[[ SUPPLIED RECORDS open ]]
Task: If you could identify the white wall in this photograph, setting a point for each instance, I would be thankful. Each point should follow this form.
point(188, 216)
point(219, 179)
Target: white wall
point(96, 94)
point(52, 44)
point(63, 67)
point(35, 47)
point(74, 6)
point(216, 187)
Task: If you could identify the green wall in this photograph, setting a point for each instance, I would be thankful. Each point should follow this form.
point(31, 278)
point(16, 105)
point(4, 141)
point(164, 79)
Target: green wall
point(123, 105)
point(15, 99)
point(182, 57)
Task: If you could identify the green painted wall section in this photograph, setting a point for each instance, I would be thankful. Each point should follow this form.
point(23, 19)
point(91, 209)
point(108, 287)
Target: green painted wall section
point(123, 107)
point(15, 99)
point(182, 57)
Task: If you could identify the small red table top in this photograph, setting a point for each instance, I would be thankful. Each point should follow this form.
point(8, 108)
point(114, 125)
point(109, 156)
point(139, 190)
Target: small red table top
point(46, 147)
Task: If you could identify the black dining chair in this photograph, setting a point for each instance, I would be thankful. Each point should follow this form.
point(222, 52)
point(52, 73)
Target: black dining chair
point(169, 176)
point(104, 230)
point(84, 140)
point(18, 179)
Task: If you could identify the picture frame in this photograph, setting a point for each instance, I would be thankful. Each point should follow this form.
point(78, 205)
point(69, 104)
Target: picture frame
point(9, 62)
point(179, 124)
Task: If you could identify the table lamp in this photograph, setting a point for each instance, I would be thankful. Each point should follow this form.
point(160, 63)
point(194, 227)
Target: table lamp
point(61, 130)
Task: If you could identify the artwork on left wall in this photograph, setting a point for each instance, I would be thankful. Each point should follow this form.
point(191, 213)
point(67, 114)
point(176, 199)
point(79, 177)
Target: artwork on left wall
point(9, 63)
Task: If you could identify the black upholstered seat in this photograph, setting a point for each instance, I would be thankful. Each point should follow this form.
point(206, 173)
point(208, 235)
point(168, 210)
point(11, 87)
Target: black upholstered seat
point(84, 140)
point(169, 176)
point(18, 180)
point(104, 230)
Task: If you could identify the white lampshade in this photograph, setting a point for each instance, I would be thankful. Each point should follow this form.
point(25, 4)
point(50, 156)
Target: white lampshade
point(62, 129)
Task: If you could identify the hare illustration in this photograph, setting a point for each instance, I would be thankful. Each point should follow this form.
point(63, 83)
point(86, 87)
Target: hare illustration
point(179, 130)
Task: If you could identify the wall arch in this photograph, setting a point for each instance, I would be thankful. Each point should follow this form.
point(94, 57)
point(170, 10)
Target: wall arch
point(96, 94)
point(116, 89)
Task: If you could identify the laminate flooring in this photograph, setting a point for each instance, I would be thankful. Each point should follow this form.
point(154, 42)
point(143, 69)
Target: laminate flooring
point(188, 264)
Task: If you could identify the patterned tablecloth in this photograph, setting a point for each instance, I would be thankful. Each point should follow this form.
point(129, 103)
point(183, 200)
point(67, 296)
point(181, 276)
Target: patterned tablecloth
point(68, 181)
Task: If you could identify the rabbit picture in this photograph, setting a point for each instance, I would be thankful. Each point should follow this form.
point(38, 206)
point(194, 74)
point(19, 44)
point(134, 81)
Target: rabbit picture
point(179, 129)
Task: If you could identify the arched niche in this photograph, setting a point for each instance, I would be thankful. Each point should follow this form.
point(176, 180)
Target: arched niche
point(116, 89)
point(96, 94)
[[ SUPPLIED RECORDS closed ]]
* [ASSIGNMENT]: The stretch of entries above that starts with the line containing "Task: If you could identify the table" and goes on through the line containing "point(170, 10)" is to be transcribed exactly, and no other line is to be transcribed.

* [RESULT]:
Task: If you could identify the table lamp in this photograph, setting a point for each instance, I would be thankful. Each point should follow this form.
point(160, 63)
point(194, 227)
Target: table lamp
point(61, 130)
Task: If you could identify the artwork on left wall in this photograph, setting a point for each instance, I would be thankful. Each point should follow this form.
point(191, 213)
point(67, 114)
point(176, 199)
point(79, 177)
Target: artwork on left wall
point(9, 63)
Task: If you could identify the black upholstered seat in this photograph, setting a point for each instance, I would be thankful. Each point should follow this form.
point(206, 173)
point(208, 235)
point(168, 210)
point(11, 87)
Target: black upholstered seat
point(84, 140)
point(169, 176)
point(18, 180)
point(104, 230)
Task: If you could identify the white lampshade in this photograph, setting a point for each instance, I would be thankful. Each point should follow this form.
point(25, 4)
point(50, 156)
Target: white lampshade
point(62, 129)
Task: If you could identify the hare illustration in this photograph, setting a point for each instance, I would be thankful. Each point should follow this form.
point(63, 83)
point(86, 87)
Target: hare illustration
point(179, 130)
Task: If you could identify the wall arch in this photograph, setting a point for each instance, I would be thankful. Each point should follow this form.
point(94, 57)
point(170, 10)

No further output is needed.